◆ **What you have to do**
Restate the data word for word and leave the images out.
Listed entries Block Start
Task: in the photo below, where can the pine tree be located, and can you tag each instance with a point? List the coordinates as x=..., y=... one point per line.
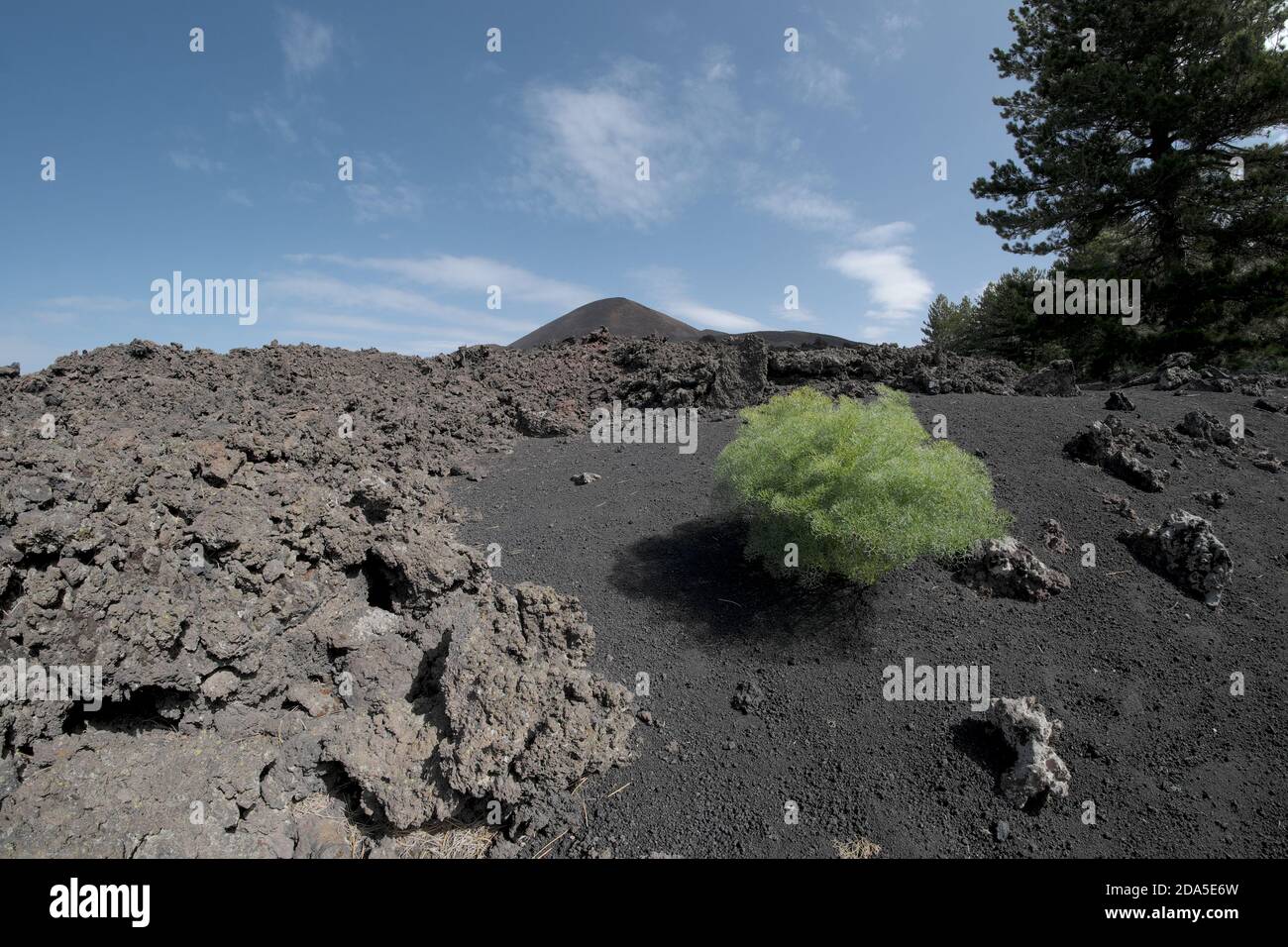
x=1155, y=129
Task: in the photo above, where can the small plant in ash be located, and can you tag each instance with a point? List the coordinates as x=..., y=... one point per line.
x=851, y=488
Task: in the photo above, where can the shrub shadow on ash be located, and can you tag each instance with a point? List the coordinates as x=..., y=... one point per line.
x=699, y=575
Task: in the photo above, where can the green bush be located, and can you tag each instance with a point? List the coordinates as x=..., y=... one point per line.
x=859, y=487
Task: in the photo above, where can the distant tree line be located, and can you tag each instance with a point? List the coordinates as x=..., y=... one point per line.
x=1151, y=146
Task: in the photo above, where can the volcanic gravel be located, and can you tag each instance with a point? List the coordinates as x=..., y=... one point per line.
x=305, y=652
x=1137, y=672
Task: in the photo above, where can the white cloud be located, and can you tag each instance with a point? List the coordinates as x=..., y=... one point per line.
x=583, y=144
x=380, y=189
x=707, y=317
x=305, y=42
x=815, y=81
x=883, y=235
x=665, y=289
x=898, y=290
x=883, y=37
x=194, y=159
x=473, y=274
x=270, y=119
x=800, y=205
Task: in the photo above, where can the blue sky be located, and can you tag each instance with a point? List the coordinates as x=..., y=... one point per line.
x=515, y=169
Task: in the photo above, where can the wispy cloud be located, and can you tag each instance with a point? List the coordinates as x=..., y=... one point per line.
x=581, y=144
x=800, y=204
x=668, y=290
x=307, y=43
x=194, y=159
x=415, y=305
x=472, y=274
x=897, y=289
x=380, y=189
x=815, y=81
x=876, y=37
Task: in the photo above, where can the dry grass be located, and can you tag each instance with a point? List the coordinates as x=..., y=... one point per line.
x=859, y=848
x=450, y=839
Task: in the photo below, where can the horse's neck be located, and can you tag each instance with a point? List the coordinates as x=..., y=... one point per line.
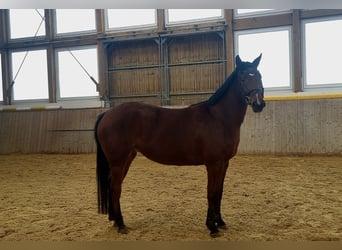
x=232, y=107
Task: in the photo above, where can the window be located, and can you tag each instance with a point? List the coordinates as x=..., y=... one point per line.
x=20, y=27
x=31, y=78
x=75, y=20
x=274, y=44
x=73, y=80
x=186, y=15
x=125, y=18
x=323, y=52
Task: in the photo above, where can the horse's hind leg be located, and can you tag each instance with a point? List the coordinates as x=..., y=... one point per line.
x=117, y=175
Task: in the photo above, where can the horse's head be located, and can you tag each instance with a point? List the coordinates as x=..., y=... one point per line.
x=250, y=80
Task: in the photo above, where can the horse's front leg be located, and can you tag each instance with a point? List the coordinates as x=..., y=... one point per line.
x=216, y=174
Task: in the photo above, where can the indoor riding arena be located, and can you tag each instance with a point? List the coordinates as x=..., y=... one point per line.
x=57, y=75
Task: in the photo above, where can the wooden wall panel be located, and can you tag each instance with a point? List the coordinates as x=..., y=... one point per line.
x=47, y=131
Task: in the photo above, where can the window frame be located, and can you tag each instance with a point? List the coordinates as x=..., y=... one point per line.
x=192, y=21
x=266, y=30
x=130, y=27
x=305, y=85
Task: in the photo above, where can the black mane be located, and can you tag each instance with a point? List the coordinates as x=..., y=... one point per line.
x=216, y=97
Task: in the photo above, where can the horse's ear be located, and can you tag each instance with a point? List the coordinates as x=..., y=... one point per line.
x=257, y=61
x=238, y=61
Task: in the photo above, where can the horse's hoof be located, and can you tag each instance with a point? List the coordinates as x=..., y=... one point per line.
x=123, y=230
x=215, y=234
x=223, y=227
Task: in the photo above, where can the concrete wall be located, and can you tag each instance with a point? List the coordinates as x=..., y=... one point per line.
x=284, y=127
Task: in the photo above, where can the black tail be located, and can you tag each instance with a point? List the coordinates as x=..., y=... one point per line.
x=102, y=173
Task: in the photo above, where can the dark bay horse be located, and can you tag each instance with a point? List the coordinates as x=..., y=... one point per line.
x=206, y=133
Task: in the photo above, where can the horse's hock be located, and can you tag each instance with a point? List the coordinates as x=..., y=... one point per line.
x=53, y=197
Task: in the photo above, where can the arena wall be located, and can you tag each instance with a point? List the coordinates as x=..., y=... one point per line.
x=310, y=126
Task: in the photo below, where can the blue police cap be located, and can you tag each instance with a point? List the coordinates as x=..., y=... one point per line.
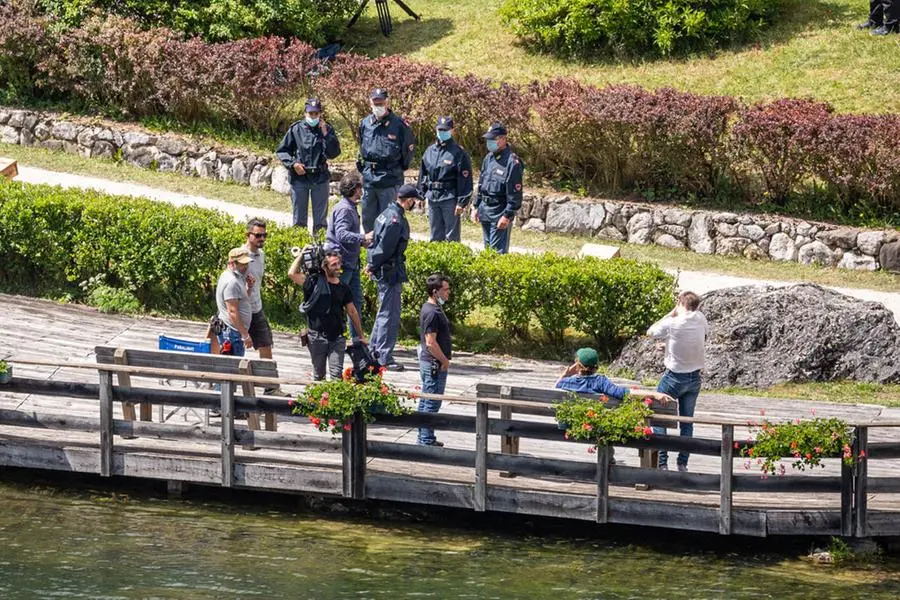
Listed entries Block End
◆ **Written answer**
Task: in the photo below, where can the pine tree be located, and can you tag each instance with a point? List the coordinates as x=..., y=... one point per line.
x=1155, y=129
Task: in the photo above, where can the small plant in ash be located, and can you tag each instance with a point? List the coordinates as x=..., y=... one point per line.
x=851, y=488
Task: in the photo above, where can the shrub shadow on ash be located, and can you tag each instance with a point? List the coordinates as x=..., y=... one point per line.
x=699, y=575
Task: in the photo above, where can the green bush be located, and can you tag each instance with a point? List the coordinates as x=..., y=... one point per line.
x=859, y=487
Task: in the photo above, where can the distant tree line be located, and can you tag each instance with a point? List the coordinates as x=..., y=... one point per line.
x=1151, y=146
Task: in the photo above, where can the volcanic gravel be located, and can you tag each instance with a point? List the coordinates as x=..., y=... one point per line.
x=305, y=652
x=1137, y=672
Task: in the photo above, where can the white cloud be located, and can you tag each instance with a point? List the coordinates as x=..., y=... one point per line.
x=583, y=144
x=380, y=189
x=707, y=317
x=305, y=42
x=815, y=81
x=883, y=235
x=665, y=289
x=898, y=290
x=883, y=37
x=194, y=159
x=473, y=274
x=270, y=119
x=800, y=205
Task: in the photo above, where can the blue sky be located, and can you tag each instance with a point? List the coordinates as x=..., y=... one point per line.
x=515, y=169
Task: in the photo above, where can the wispy cloud be located, and can you tag each instance with a point? List the coordinates as x=..., y=... one point per line.
x=581, y=144
x=800, y=204
x=668, y=290
x=307, y=43
x=194, y=159
x=415, y=305
x=472, y=274
x=897, y=289
x=380, y=189
x=815, y=81
x=876, y=37
Task: in the photo above, where can the dry grass be located, and can you tag each instance with a point? List the coordinates as x=..., y=... one point per line.
x=859, y=848
x=450, y=839
Task: in the photo below, where can the horse's neck be located, and can you tag each instance with a point? List the coordinates as x=..., y=... one point per line.
x=232, y=107
Task: in the photo above, where can the window be located, and can you tag each instance with a point? List the coordinates as x=..., y=... one point per line.
x=20, y=27
x=31, y=78
x=75, y=20
x=274, y=44
x=73, y=80
x=186, y=15
x=125, y=18
x=323, y=52
Task: in the photo above, where can the horse's hind leg be located, and can you tag each instance with a point? List the coordinates as x=..., y=... one point per line.
x=117, y=175
Task: in the photo above, where can the horse's head be located, and can you tag each instance with a point? List the coordinates as x=..., y=... one point per line.
x=250, y=80
Task: in the photo above, where can the horse's front leg be located, and can you tag each instance with a point? List the coordinates as x=..., y=... one point per line.
x=216, y=174
Task: in the photo above, where can the indoor riding arena be located, and can you tag each instance with a point? List the coordinates as x=..., y=... one point per line.
x=57, y=75
Task: in the photo above, where can the wooden wall panel be located, and can you tag each instance with a point? List the coordinates as x=..., y=... one point per line.
x=47, y=131
Task: in the photo above, where can the window frame be located, and can you tag each instance with a point? List the coordinates as x=..., y=... one point per line.
x=192, y=21
x=266, y=30
x=130, y=27
x=305, y=85
Task: in the photo above, where can the black mane be located, and can you tag each instance with a point? List the coordinates as x=..., y=... one point per line.
x=216, y=97
Task: in the photo above, where can the horse's ear be located, and can you tag each instance with a point? List the coordinates as x=..., y=... one point per line.
x=257, y=61
x=238, y=61
Task: in the photo above, where can the horse's hoof be located, and can you tag each instance with a point? List the coordinates as x=..., y=... one point per line.
x=123, y=230
x=215, y=234
x=223, y=227
Task: in the photo above, where can the concrete wall be located, and can you tag each instance with a point? List the coordinates as x=..., y=... one point per line.
x=284, y=127
Task: in the photo above, where can the black tail be located, and can you tag each instance with a point? List the coordinates as x=..., y=... one point per line.
x=102, y=173
Task: in the photo above, where can the dark bay horse be located, and can you tag each instance with a point? List the coordinates as x=..., y=... one point per line.
x=206, y=133
Task: in the photo above, where can the horse's hock be located, and can you tag each instance with a point? List the coordinates as x=..., y=... one point per line.
x=53, y=197
Task: in the photo above, where can the arena wall be located, and can you tag each instance with a point? List the coordinates as x=..., y=... one point per line.
x=310, y=126
Task: in the photo below, where can the blue police cap be located, and can you tag each instance with a point? List the coordinates as x=..., y=... one point per line.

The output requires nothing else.